YOUR INSTRUCTIONS
Can you render the records below as a JSON list of strings, one string per line, with blank lines skipped and the pictures left out?
* Begin DATA SUPPLIED *
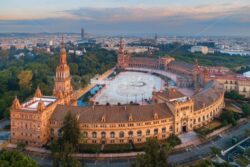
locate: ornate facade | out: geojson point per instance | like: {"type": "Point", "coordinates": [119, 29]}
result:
{"type": "Point", "coordinates": [30, 120]}
{"type": "Point", "coordinates": [40, 119]}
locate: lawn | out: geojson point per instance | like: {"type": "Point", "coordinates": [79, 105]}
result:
{"type": "Point", "coordinates": [214, 125]}
{"type": "Point", "coordinates": [242, 161]}
{"type": "Point", "coordinates": [89, 148]}
{"type": "Point", "coordinates": [112, 148]}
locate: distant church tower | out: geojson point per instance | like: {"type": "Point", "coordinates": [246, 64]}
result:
* End DATA SUPPLIED *
WRITTEN RESPONSE
[
  "locate: ornate facade | out: geojson point per instance | like: {\"type\": \"Point\", \"coordinates\": [119, 29]}",
  "result:",
  "{\"type\": \"Point\", \"coordinates\": [30, 120]}",
  "{\"type\": \"Point\", \"coordinates\": [40, 119]}",
  "locate: lawn | out: geojson point per instance | like: {\"type\": \"Point\", \"coordinates\": [79, 105]}",
  "result:",
  "{\"type\": \"Point\", \"coordinates\": [214, 125]}",
  "{\"type\": \"Point\", \"coordinates\": [242, 161]}",
  "{\"type\": \"Point\", \"coordinates\": [89, 148]}",
  "{\"type\": \"Point\", \"coordinates\": [112, 148]}",
  "locate: distant church tower | out: geojson point per instance | like: {\"type\": \"Point\", \"coordinates\": [246, 64]}",
  "result:"
]